*HOW TO COMPLETE THIS TASK*. From the first line to the last, print the listing exactly.

─── TASK INPUTS ───

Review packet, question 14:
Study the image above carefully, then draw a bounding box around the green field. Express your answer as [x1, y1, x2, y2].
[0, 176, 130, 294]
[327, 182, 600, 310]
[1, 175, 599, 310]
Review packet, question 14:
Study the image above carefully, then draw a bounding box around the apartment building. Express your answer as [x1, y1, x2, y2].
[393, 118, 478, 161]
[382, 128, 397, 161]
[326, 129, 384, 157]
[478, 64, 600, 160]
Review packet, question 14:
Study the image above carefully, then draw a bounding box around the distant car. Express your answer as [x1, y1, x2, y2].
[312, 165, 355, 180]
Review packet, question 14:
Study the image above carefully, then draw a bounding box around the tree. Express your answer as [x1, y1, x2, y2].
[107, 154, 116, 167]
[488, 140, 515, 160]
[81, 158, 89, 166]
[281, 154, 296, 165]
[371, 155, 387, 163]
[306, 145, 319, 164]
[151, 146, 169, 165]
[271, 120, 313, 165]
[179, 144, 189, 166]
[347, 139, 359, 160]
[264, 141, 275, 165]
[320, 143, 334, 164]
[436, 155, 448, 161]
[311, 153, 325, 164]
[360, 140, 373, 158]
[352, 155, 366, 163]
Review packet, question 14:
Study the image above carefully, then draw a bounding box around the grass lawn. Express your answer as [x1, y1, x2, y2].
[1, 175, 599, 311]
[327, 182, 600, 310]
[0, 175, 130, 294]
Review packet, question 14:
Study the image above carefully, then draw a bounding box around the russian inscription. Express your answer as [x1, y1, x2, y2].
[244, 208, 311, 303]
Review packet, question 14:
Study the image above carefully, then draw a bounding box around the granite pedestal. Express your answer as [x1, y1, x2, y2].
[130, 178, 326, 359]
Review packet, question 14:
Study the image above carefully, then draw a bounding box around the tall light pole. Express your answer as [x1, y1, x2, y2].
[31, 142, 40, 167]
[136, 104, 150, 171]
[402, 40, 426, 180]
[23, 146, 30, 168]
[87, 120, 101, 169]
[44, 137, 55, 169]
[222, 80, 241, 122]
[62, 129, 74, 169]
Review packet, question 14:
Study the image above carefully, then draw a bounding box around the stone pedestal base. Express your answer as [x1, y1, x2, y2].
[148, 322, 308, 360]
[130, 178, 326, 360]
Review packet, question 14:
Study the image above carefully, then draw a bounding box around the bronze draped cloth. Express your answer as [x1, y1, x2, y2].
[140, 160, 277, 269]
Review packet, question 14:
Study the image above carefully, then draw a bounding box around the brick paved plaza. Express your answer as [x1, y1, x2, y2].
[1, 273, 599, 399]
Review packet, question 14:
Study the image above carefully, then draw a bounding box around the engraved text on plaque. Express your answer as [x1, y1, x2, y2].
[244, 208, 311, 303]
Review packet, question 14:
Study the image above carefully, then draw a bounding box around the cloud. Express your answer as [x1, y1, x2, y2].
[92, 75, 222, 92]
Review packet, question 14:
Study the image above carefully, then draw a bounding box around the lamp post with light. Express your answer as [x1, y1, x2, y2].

───

*ANSWER BELOW*.
Review packet, question 14:
Study the image above carefully, then draw a bounding box around the green field. Express your answer as [x1, y1, x2, y2].
[0, 176, 130, 294]
[327, 182, 600, 310]
[1, 175, 599, 310]
Review packet, question 14:
Study the image above carefully, then draw a bounding box around the apartment building. Express your answer as [x1, y1, x2, y2].
[393, 118, 478, 161]
[382, 128, 397, 161]
[326, 129, 384, 157]
[478, 64, 600, 160]
Review packet, question 14:
Study the image above carefully, then draw a bounding box around the distant car. Express your answer as [x1, y1, x2, y2].
[312, 165, 355, 180]
Review packet, question 14:
Study the image above carefully, then draw a bounding box around the tree. Express your answer as [x1, y1, x2, y2].
[107, 154, 116, 167]
[488, 140, 515, 160]
[81, 158, 89, 166]
[281, 154, 296, 165]
[371, 155, 387, 163]
[306, 145, 319, 164]
[151, 146, 169, 165]
[271, 120, 313, 165]
[179, 144, 189, 166]
[347, 139, 359, 160]
[264, 141, 275, 165]
[320, 143, 334, 164]
[436, 155, 448, 161]
[311, 153, 325, 164]
[360, 140, 373, 158]
[352, 155, 366, 163]
Review packet, question 14:
Study the image above carefully, then draw a bounding box around the grass lawn. Express your answer as [x1, y1, x2, y2].
[1, 175, 599, 311]
[327, 182, 600, 310]
[0, 175, 130, 294]
Review packet, question 14:
Study the image above carefully, then draw a bounding box around the russian inscription. Express your answer as [x1, y1, x2, y2].
[244, 208, 311, 303]
Review packet, question 14:
Study the image above carefully, then draw a bounding box around the granite pedestal. Express your answer as [x1, y1, x2, y2].
[130, 178, 326, 359]
Review packet, question 14:
Study the image above carefully, then draw a bounding box around the tall light pole. Express your answer as [x1, y1, x2, y2].
[31, 142, 40, 167]
[136, 104, 150, 171]
[402, 40, 426, 180]
[23, 146, 30, 168]
[87, 120, 101, 169]
[44, 137, 55, 169]
[222, 80, 241, 122]
[62, 129, 74, 169]
Review packet, question 14:
Study the image above carefully, then draw a bounding box around the stone pedestal base. Express your answer as [x1, y1, x2, y2].
[148, 322, 308, 360]
[130, 178, 326, 360]
Review packet, question 14:
Study the image above carefully, then draw a bounding box around the bronze draped cloth. Express your answer as [x1, y1, x2, y2].
[140, 160, 277, 269]
Review packet, question 14:
Study the image above carefully, then draw a bounding box around the brick paved plaza. Express your answer as [x1, y1, x2, y2].
[1, 273, 599, 399]
Review packet, question 14:
Study the image above carefully, then draw a bounding box around the engraved text on plaque. Express your answer as [x1, y1, x2, y2].
[244, 208, 311, 303]
Review packet, question 14:
Study the image above carefully, then draw a bounding box around the cloud. Express your answer as [x1, y1, x2, y2].
[92, 75, 222, 92]
Review packet, question 14:
Study the image above carefully, then draw a bounding box around the lamp post with light. Express your answer as [x1, y1, x2, y2].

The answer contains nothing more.